● TEXT SHOWN

::::

Tottenham's Vuskovic Dilemma: De Zerbi's Rebuild Challenges
Tottenham are backing Roberto De Zerbi with hard cash and hard choices. The clearest sign? A £52m deal for Jan Paul van Hecke – and a full-blown dilemma over Luka Vuskovic.
A £35m talent who doesn’t want to wait
Vuskovic is 19, highly rated across Europe and fresh from an eye-catching loan at Hamburg, where he looked every inch one of the continent’s standout young centre-backs. He wants the next step now: a starting role, a proper career, not another suitcase season.
He has made that stance clear. No more loans.
Brighton tested Tottenham’s resolve twice, the latest offer hitting £35m. Spurs said no. For now, that shuts the door on a permanent exit to a club ready to hand him the minutes he craves.
The twist? Brighton are about to send Van Hecke the other way for £52m and, for the moment, have stepped back from the Vuskovic chase. They will not immediately return with a higher bid.
So Vuskovic waits. And watches his path at Spurs narrow.
Fifth in line and no appetite for a loan
On paper, next season looks unforgiving for the Croatian. Van Hecke is coming. Marcos Senesi is already through the door. If Micky van de Ven and Cristian Romero stay, Vuskovic drops to fifth choice in the centre-back queue.
Inside the club, there is genuine belief that he can grow into one of the best defenders in the world. That’s the level they see in him. But they also see the gap between potential and Premier League readiness.

::::

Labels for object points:

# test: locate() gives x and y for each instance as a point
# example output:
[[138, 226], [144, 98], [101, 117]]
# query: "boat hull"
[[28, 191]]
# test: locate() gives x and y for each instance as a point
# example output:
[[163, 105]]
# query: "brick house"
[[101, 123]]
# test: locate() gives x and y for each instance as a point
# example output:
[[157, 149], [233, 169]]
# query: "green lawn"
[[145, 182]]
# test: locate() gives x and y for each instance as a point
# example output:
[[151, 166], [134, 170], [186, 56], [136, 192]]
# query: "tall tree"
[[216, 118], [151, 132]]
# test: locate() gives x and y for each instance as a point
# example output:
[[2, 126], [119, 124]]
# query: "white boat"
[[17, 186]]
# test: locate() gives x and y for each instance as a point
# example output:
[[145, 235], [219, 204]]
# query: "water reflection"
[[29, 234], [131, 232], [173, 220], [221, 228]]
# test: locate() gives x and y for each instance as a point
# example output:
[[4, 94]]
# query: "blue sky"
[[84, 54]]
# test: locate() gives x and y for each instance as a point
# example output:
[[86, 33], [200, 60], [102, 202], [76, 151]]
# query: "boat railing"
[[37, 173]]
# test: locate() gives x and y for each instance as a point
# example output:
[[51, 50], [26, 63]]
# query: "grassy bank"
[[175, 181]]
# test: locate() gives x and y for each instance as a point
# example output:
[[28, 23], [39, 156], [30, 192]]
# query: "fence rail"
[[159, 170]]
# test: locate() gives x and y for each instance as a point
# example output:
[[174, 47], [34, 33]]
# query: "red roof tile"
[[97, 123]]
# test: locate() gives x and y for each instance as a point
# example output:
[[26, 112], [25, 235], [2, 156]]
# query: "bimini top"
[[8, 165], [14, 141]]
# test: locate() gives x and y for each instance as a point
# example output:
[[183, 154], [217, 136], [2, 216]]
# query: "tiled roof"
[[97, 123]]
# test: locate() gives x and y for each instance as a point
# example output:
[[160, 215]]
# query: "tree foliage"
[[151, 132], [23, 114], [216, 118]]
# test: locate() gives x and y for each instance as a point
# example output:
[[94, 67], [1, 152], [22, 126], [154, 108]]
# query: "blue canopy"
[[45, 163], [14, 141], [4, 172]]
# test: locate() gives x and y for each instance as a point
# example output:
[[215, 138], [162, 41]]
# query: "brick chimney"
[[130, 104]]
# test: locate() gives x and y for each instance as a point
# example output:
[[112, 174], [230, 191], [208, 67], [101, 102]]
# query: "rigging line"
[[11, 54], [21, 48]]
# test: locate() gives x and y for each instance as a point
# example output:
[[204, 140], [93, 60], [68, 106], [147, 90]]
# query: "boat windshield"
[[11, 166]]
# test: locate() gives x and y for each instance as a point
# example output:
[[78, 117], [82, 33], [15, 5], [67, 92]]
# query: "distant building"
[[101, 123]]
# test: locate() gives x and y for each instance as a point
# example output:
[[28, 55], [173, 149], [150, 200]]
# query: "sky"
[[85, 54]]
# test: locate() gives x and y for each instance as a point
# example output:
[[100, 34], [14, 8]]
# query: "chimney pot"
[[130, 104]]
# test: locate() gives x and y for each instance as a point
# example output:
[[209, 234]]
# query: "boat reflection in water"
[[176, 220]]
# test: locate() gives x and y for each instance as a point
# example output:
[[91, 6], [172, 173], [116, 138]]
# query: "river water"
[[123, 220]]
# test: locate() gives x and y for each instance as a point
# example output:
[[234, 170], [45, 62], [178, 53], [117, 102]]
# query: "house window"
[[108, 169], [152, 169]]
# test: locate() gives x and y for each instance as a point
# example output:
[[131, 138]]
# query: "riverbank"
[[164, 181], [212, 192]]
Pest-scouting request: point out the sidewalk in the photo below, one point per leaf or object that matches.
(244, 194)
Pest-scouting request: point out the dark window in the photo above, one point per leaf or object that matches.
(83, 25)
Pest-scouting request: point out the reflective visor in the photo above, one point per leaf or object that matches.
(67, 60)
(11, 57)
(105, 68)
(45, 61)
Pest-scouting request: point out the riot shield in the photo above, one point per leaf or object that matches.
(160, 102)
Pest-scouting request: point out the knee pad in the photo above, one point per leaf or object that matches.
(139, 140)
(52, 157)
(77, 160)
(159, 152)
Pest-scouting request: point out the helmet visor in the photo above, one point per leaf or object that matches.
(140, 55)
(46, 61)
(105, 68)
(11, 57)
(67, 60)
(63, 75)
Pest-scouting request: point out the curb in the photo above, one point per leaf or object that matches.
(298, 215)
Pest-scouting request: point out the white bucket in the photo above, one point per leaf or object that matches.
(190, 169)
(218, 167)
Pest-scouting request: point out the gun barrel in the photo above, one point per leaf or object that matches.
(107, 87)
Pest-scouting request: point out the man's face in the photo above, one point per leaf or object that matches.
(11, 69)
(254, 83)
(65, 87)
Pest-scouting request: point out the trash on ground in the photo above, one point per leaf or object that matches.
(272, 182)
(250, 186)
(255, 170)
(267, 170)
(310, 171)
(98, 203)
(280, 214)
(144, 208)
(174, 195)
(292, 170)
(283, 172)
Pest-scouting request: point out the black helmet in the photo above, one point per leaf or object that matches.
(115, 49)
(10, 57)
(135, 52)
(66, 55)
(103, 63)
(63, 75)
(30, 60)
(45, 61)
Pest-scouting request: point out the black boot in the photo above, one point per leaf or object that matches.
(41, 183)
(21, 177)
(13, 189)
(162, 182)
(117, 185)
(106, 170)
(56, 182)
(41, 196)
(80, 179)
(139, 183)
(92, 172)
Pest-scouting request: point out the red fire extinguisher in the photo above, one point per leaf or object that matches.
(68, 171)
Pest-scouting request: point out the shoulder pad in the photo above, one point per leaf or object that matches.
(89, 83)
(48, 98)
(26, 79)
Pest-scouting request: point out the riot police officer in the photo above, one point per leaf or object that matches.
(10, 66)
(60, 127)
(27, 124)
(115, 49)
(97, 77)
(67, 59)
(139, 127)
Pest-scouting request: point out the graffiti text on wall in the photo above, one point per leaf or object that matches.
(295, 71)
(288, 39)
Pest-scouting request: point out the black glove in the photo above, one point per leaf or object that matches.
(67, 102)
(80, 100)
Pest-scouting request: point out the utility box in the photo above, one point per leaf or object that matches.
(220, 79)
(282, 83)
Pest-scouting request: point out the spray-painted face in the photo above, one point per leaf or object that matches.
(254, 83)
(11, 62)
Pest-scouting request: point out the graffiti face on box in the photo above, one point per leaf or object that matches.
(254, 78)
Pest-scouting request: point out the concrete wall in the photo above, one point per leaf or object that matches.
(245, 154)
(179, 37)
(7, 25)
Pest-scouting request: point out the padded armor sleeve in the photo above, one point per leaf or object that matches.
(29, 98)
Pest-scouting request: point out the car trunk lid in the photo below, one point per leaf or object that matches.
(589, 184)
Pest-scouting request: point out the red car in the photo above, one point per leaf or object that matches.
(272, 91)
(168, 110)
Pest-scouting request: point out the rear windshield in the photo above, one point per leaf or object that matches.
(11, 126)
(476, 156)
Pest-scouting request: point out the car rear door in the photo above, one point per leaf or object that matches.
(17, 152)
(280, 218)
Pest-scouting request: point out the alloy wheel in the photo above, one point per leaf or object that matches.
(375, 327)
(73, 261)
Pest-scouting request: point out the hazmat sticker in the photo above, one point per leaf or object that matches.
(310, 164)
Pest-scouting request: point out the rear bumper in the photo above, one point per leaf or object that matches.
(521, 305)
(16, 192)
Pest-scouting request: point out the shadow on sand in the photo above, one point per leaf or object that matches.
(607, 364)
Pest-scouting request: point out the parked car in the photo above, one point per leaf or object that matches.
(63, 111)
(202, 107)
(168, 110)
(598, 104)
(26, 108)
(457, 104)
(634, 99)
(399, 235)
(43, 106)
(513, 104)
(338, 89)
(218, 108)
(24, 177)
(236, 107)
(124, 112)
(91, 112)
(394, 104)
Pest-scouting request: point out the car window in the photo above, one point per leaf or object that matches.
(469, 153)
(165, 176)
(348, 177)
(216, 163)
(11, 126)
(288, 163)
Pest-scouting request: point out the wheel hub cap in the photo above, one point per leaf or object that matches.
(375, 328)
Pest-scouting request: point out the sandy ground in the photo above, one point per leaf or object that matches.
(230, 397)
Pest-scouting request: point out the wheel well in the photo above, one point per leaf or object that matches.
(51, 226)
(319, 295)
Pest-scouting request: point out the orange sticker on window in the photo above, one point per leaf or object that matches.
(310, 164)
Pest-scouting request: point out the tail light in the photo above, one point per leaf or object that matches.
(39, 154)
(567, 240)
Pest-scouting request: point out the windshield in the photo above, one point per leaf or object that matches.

::::

● DIRECTIVES
A - Decide whether each statement agrees with the Vuskovic article, answering yes or no and quoting the deciding words: (i) Brighton's most recent offer for Vuskovic reached £35m. (ii) Vuskovic is willing to go out on another loan. (iii) Marcos Senesi has not yet joined Tottenham.
B - Return the passage of the Vuskovic article starting with "He has made" and going on through "at Spurs narrow.".
The lines play no part in this.

● SOLVED PROBLEMS
A -
(i) Yes: "the latest offer hitting £35m"
(ii) No: "No more loans."
(iii) No: "Marcos Senesi is already through the door."

B -
He has made that stance clear. No more loans.
Brighton tested Tottenham’s resolve twice, the latest offer hitting £35m. Spurs said no. For now, that shuts the door on a permanent exit to a club ready to hand him the minutes he craves.
The twist? Brighton are about to send Van Hecke the other way for £52m and, for the moment, have stepped back from the Vuskovic chase. They will not immediately return with a higher bid.
So Vuskovic waits. And watches his path at Spurs narrow.